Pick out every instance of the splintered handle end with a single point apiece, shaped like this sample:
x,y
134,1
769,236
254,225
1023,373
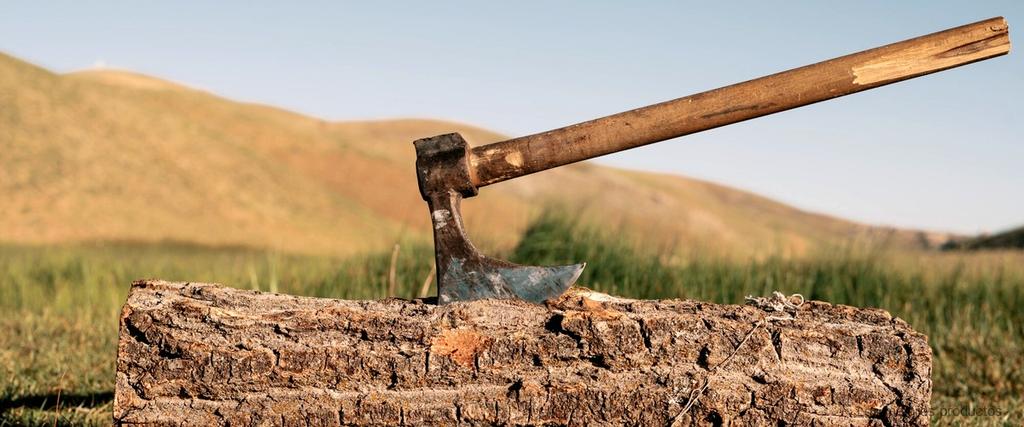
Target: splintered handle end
x,y
834,78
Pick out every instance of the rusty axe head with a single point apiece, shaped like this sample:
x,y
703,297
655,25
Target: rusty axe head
x,y
464,273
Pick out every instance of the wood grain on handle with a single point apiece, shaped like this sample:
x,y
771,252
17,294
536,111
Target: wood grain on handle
x,y
842,76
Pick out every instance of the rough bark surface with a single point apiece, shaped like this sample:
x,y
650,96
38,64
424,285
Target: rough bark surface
x,y
206,354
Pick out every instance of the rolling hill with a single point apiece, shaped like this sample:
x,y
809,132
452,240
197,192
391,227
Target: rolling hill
x,y
103,156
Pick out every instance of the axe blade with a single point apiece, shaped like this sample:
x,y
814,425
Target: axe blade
x,y
465,274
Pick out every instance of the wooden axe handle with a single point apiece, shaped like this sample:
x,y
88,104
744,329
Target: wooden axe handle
x,y
798,87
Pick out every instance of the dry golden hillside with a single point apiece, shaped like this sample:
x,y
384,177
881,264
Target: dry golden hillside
x,y
115,156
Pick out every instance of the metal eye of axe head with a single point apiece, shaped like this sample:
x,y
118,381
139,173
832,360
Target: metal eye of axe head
x,y
448,169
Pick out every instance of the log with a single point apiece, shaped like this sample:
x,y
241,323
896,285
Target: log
x,y
206,354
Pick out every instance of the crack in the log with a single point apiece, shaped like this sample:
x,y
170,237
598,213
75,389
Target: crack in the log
x,y
776,341
645,334
135,333
704,356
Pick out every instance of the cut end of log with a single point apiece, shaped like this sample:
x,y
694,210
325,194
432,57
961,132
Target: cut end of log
x,y
207,354
958,46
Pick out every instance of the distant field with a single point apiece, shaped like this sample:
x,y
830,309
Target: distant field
x,y
58,305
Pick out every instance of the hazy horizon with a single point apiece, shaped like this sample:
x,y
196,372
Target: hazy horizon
x,y
937,153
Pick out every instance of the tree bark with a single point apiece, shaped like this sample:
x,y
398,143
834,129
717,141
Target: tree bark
x,y
206,354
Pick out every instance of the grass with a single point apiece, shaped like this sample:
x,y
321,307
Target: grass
x,y
58,305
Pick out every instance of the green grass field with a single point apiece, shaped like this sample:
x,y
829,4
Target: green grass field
x,y
58,306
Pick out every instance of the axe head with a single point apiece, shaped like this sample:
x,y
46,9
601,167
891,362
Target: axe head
x,y
463,272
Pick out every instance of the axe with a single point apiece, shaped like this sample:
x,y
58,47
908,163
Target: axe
x,y
449,170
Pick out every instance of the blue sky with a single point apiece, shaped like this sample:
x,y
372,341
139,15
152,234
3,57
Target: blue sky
x,y
942,153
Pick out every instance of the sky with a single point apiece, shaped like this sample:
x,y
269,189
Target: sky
x,y
940,153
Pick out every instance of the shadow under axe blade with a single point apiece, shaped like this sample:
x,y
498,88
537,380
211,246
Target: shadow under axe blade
x,y
449,169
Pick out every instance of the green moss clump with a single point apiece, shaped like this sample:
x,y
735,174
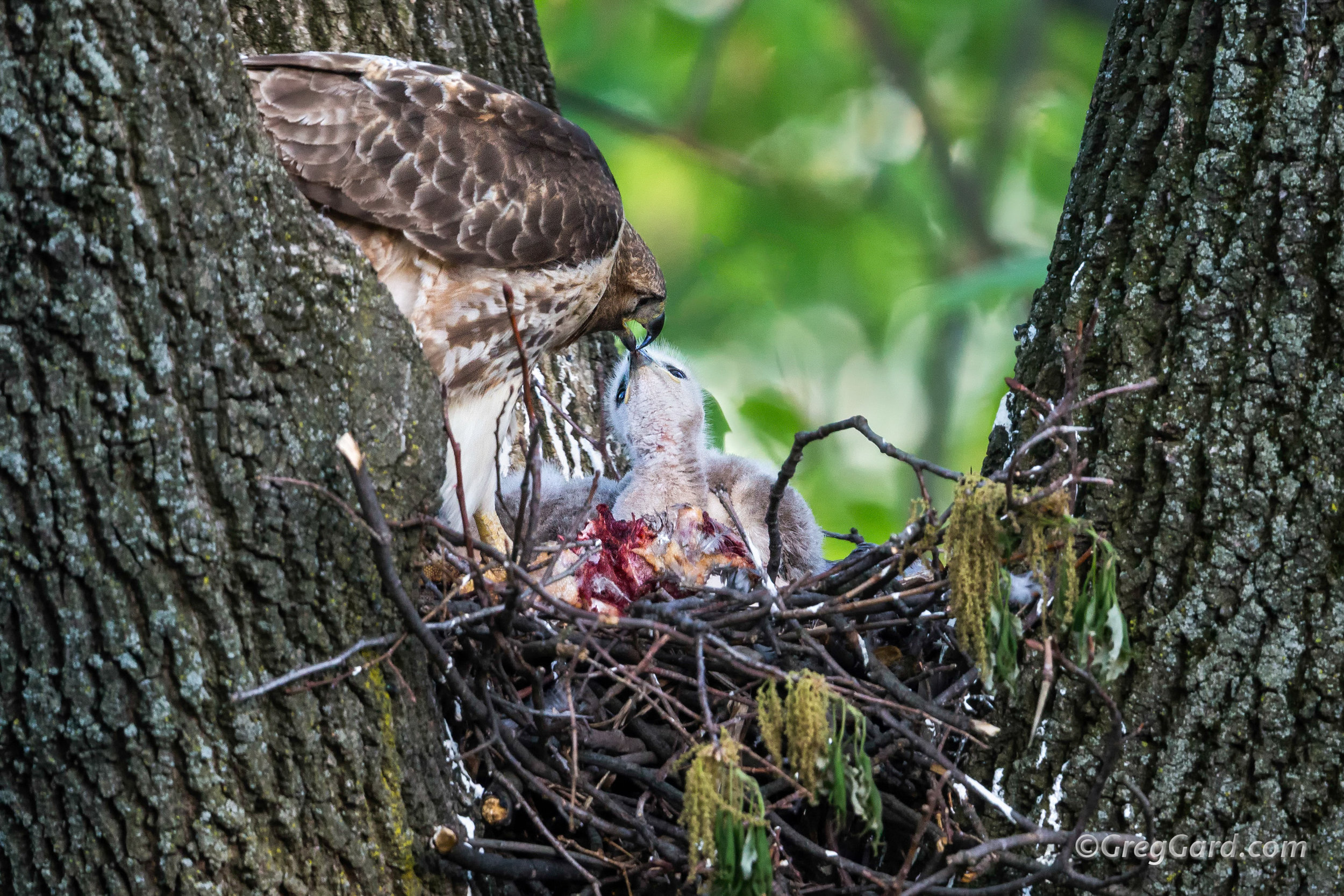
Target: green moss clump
x,y
974,540
770,719
724,814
........
- **Your instructions**: Using the material above, retype each entry exactly and omit the pictures.

- **Completed exercise**:
Pick out every instance of the splintered handle end with a single point apiece, shaped like this sample:
x,y
134,1
769,236
254,225
1023,373
Target: splintered handle end
x,y
834,78
Pick out every instance of the rusty axe head with a single point apiece, shaped like this sample:
x,y
703,297
655,25
Target: rusty axe head
x,y
464,273
Pick out every instance of the wood grain on handle with a single point apiece, shaped like this sample:
x,y
771,252
17,294
536,111
Target: wood grain on handle
x,y
842,76
Pick out every instance of the rough bark surface with a single point apiece, shaped like this sample:
x,y
650,96
38,64
424,285
Target: rough bark surface
x,y
206,354
Pick out every instance of the rolling hill with a single point apiece, shaped like this sample:
x,y
809,132
452,240
197,192
391,227
Target: rolling hill
x,y
103,156
Pick out every instance of the axe blade with a single point apiece, shaped like this sample:
x,y
814,425
Target: axe blade
x,y
465,274
Pick out every instance of the wooden axe handle with a single point apiece, shaped like this sample:
x,y
88,104
744,329
Target: wooden axe handle
x,y
798,87
Pick out every instance of the dry golden hillside with a single point apiece, shaped like this sample:
x,y
384,177
881,264
Target: dry golden hillside
x,y
115,156
Pick out every instance of the metal eye of axe head with a single point apiece, shaped like this sample:
x,y
118,381
139,173
832,360
Target: metal eye of axe head
x,y
448,169
Pick out every instance of the log with a single point apiece, shaped like this sample:
x,y
241,323
896,285
Target: log
x,y
206,354
Pick out every instance of the crack in the log with a single point apiece, shaped like this sample:
x,y
170,237
598,213
75,389
Target: crack in the log
x,y
776,341
645,334
135,333
704,356
Pick out every instance of the cut end of log with a single point apiece, shaped like this sample:
x,y
694,210
325,194
432,57
961,132
Target: cut end of log
x,y
207,354
958,46
Pick out every instance of the distant field with a single point apiece, shaped like this sample:
x,y
830,309
Target: distant field
x,y
58,305
Pick out every instance of the hazy horizon with a single point apiece, shaped like this sample:
x,y
196,372
Target: hazy horizon
x,y
937,153
Pick out every instance of the tree bark with a single point apiece, shaped like this sample:
x,y
398,143
834,129
717,141
Target: tree bark
x,y
206,354
Pick out every instance of the grass with a single point apiece, shaped like this sample:
x,y
321,307
Target: grass
x,y
58,305
Pick out every instance of the green grass field with a single point apiece, shaped like this sample:
x,y
829,4
Target: green grass field
x,y
58,306
Pick out every instance of the axe head with a single point apiece, shaped like this sample:
x,y
46,9
601,167
891,362
Target: axe head
x,y
463,272
Pick out every instance of the axe with a single point apiece, shaped like this sample:
x,y
58,47
908,163
Target: axe
x,y
449,170
Pick out every instance of the blue sky with a single point apiece, shaped like this sample:
x,y
372,341
139,15
152,234
3,57
Target: blue sky
x,y
942,153
Pick out every instance of the sky with a single point apiece, shaped like this sample:
x,y
269,189
Target: sky
x,y
940,153
Pick out every instance of the shadow under axe blade with a single point apiece, shaped like this sample:
x,y
498,88
537,380
211,246
Target: shadow under axe blade
x,y
449,169
Pick out every instance of the green moss clump with a single point apiece, shaped like this sample:
x,y
735,174
Target: green moss clump
x,y
974,540
770,719
724,814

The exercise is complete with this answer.